EXERCISE MATERIALS
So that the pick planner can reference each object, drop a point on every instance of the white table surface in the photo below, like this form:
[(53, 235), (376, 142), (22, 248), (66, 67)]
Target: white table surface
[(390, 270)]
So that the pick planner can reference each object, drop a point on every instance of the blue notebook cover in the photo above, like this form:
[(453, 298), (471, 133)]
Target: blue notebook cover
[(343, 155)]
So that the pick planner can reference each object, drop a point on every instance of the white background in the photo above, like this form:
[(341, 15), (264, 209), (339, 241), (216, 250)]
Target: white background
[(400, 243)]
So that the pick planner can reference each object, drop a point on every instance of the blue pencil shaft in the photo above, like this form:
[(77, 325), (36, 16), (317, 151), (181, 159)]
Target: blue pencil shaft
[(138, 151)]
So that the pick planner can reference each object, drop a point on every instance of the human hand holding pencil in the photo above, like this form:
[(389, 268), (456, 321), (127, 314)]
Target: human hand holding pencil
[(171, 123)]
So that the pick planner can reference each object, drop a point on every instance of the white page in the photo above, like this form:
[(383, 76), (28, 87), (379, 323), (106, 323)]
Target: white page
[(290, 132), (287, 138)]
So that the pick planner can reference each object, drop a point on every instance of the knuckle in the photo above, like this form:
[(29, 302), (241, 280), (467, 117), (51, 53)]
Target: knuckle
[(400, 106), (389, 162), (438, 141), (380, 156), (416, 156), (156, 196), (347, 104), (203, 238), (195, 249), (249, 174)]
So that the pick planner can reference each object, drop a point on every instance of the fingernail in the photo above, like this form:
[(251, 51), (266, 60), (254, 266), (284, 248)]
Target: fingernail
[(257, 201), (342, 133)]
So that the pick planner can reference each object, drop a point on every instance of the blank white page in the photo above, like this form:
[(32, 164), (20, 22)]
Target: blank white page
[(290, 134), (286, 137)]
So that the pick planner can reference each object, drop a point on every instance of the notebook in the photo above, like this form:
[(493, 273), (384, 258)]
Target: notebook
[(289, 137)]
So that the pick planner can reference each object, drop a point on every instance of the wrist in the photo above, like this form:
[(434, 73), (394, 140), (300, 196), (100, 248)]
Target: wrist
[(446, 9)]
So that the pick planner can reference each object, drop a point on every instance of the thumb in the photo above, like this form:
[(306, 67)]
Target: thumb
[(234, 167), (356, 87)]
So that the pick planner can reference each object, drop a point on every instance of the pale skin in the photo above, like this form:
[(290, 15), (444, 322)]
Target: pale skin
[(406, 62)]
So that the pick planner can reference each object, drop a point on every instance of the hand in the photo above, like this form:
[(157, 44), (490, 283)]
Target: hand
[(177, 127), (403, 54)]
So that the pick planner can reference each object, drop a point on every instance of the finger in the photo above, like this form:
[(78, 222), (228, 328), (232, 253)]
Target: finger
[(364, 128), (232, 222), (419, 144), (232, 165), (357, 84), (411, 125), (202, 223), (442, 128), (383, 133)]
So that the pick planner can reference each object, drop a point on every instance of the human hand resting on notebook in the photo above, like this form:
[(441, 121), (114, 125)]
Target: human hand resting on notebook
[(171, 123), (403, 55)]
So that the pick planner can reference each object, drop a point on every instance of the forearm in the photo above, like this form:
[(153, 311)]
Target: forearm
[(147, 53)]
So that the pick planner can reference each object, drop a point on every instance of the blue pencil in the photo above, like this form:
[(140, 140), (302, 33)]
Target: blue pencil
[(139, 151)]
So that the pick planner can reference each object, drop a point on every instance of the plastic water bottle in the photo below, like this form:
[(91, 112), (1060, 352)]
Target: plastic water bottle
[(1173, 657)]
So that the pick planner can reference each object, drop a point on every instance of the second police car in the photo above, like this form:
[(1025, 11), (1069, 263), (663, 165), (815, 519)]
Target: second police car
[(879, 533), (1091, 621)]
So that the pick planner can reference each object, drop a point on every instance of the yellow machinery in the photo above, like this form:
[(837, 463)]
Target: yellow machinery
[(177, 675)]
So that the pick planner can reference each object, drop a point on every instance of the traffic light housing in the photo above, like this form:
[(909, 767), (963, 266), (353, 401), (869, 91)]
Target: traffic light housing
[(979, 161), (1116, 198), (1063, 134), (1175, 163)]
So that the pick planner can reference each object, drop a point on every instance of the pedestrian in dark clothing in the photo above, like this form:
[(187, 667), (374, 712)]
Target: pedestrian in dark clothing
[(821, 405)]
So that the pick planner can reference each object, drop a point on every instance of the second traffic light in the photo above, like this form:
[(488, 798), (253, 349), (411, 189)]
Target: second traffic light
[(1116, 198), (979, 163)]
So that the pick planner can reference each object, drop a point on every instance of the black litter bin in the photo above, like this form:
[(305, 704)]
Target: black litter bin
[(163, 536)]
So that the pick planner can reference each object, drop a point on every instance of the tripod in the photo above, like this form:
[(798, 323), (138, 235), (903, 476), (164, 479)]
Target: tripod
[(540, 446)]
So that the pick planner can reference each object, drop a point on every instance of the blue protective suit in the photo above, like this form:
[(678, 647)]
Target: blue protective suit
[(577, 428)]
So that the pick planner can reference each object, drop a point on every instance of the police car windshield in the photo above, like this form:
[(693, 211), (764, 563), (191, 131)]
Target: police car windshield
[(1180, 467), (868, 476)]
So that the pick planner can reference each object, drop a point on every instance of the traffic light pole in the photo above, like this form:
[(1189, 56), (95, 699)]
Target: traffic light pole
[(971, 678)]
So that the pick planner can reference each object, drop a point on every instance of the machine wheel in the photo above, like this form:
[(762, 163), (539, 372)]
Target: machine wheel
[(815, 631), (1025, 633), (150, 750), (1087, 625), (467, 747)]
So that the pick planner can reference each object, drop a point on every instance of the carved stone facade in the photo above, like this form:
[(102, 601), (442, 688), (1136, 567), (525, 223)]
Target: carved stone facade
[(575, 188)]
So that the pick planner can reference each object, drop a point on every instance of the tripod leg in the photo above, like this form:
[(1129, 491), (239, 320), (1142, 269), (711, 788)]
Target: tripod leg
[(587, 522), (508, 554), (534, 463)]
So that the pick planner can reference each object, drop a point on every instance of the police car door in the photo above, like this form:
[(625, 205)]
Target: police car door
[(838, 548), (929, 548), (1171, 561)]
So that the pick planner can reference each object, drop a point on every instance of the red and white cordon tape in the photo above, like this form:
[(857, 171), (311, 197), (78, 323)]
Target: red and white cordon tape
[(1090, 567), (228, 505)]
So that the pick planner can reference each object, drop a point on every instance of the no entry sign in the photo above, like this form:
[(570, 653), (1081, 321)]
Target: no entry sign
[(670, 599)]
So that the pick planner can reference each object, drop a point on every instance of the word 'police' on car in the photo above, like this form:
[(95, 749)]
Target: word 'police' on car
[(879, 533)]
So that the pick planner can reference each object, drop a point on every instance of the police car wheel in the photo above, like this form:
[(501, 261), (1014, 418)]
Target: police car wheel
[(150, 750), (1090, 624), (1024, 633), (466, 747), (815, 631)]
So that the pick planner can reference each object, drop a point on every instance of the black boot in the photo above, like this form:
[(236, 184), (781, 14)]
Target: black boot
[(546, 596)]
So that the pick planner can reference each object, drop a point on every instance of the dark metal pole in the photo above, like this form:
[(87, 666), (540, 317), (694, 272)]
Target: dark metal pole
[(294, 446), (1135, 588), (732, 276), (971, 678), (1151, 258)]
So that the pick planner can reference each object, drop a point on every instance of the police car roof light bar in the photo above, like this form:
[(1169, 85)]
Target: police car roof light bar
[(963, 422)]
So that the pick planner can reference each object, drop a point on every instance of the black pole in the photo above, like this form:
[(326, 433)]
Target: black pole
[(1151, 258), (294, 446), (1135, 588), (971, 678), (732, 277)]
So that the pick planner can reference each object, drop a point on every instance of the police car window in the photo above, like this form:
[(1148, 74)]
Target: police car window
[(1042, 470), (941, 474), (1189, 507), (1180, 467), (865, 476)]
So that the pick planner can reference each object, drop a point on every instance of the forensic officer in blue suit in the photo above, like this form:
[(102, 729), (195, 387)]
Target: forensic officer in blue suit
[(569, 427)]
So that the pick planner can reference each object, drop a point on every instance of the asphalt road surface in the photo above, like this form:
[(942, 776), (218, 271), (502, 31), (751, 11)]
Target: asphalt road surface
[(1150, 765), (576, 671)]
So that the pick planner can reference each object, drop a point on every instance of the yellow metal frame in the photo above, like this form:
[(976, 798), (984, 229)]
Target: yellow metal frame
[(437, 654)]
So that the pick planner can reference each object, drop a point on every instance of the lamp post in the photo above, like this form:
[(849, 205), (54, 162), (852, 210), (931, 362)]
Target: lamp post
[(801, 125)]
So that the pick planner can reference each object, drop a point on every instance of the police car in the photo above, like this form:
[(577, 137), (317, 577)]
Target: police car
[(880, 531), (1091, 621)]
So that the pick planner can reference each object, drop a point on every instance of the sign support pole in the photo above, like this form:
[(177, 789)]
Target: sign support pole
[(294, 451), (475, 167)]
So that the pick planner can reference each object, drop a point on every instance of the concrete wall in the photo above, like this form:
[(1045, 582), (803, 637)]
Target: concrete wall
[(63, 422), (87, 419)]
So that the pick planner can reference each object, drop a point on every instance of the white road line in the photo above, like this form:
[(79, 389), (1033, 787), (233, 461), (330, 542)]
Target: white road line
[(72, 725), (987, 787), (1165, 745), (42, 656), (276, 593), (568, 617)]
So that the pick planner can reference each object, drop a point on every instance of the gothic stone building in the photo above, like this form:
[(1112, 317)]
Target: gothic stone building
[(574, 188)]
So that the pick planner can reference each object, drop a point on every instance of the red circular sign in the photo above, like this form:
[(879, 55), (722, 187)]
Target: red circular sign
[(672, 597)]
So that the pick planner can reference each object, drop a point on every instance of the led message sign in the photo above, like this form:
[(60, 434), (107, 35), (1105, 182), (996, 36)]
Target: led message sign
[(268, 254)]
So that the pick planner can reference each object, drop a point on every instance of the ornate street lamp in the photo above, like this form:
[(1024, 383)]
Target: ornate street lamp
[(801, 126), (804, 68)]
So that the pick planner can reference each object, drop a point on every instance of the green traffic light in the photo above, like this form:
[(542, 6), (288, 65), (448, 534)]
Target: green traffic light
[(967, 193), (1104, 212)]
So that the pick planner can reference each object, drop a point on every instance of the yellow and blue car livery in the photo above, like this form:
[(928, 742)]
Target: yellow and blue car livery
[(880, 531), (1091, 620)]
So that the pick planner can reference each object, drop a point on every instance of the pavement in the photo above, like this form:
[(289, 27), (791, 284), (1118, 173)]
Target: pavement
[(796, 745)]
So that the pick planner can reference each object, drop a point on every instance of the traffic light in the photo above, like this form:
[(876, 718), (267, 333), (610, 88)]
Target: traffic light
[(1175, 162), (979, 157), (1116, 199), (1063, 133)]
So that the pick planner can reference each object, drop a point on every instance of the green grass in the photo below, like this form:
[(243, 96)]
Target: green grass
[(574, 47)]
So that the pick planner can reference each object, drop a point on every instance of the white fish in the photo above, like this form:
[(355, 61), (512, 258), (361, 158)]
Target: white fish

DIRECTIVE
Copy out word for word the lines of the listing above, from the line with "the white background" to the line with "[(290, 132), (287, 138)]", including both of those lines.

RESULT OF THIS EXERCISE
So that the pick planner can reference each object, drop a point on every instance of the white background in the photo above, like this form:
[(341, 15), (264, 209), (339, 241), (216, 250)]
Target: white background
[(400, 243)]
So that the pick planner can reference each object, drop a point on every instance of the blue pencil shaft in the photo above, like this form:
[(77, 325), (36, 16), (317, 151), (181, 159)]
Target: blue pencil shaft
[(138, 151)]
So that the pick planner can reference each object, drop a point on every instance of the human hand holding pencil in the photo above, like this form:
[(389, 268), (456, 321), (127, 314)]
Target: human hand holding pencil
[(171, 123)]
So that the pick planner can reference each object, drop a point on every instance of the white page in the photo above, like this form:
[(383, 76), (28, 87), (379, 323), (106, 323)]
Target: white page
[(290, 132), (287, 138)]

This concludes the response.